What you need to do » Reproduce word for word the lines of the listing below, from the line with "Would you be" to the line with "[[97, 142], [163, 129], [129, 77], [81, 66], [57, 96]]", including both of those lines and nothing else.

Data provided »
** Start **

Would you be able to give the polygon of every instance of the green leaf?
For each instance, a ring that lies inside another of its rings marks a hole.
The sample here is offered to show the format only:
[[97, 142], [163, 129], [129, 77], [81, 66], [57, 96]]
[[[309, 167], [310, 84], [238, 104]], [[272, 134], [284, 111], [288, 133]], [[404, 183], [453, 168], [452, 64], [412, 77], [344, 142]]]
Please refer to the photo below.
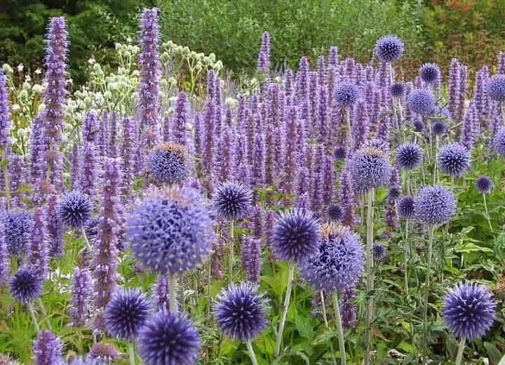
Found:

** End **
** Start **

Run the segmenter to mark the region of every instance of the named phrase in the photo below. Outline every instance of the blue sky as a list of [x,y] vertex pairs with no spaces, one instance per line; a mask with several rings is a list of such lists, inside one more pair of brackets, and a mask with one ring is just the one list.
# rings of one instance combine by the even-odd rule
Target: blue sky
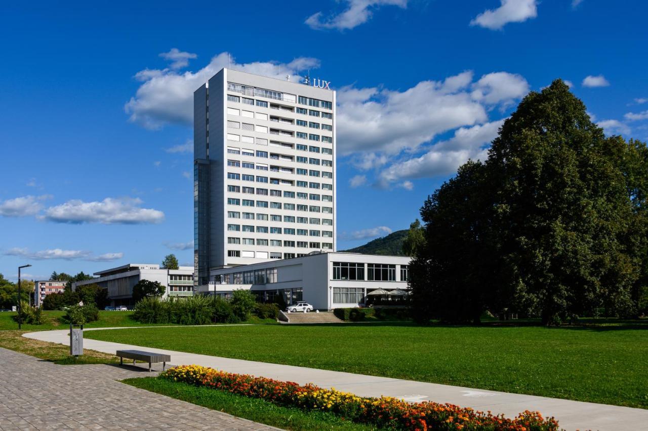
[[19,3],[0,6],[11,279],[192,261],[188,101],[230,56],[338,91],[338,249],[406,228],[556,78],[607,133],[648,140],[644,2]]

** End **
** Start **

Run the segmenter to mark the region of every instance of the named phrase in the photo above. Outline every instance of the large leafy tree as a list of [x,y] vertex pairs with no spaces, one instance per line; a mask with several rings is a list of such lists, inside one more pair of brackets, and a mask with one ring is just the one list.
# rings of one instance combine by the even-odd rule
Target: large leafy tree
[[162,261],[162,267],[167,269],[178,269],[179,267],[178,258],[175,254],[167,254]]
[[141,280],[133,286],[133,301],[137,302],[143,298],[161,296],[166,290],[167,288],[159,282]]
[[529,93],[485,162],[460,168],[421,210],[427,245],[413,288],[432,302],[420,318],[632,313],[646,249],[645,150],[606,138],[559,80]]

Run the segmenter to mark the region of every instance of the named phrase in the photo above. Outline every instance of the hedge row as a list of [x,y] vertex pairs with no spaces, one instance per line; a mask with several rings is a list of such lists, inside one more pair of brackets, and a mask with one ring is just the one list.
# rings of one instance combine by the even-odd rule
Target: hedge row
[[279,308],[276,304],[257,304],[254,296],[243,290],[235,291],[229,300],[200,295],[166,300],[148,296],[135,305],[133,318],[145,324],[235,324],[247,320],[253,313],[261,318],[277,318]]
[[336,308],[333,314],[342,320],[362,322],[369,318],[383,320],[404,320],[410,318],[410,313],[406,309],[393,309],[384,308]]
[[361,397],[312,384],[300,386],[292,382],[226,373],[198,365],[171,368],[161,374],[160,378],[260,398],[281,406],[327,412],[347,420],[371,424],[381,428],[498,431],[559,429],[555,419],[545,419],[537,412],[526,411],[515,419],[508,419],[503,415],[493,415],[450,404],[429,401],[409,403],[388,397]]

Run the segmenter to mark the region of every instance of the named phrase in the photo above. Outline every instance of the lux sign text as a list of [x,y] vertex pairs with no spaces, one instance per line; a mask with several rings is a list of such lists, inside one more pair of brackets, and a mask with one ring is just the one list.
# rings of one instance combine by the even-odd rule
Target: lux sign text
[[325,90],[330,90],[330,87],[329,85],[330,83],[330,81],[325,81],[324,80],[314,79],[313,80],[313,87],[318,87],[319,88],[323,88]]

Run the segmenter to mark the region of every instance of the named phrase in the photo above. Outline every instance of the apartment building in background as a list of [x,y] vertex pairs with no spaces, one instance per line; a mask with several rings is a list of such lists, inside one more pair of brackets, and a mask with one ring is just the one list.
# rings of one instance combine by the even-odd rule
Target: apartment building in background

** End **

The output »
Would you be able to give the polygon of every instance of the green leaf?
For each instance, a ring that lies inside another of its rings marks a hole.
The sample here is offered to show the format only:
[[97, 142], [163, 129], [129, 77], [81, 66], [57, 96]]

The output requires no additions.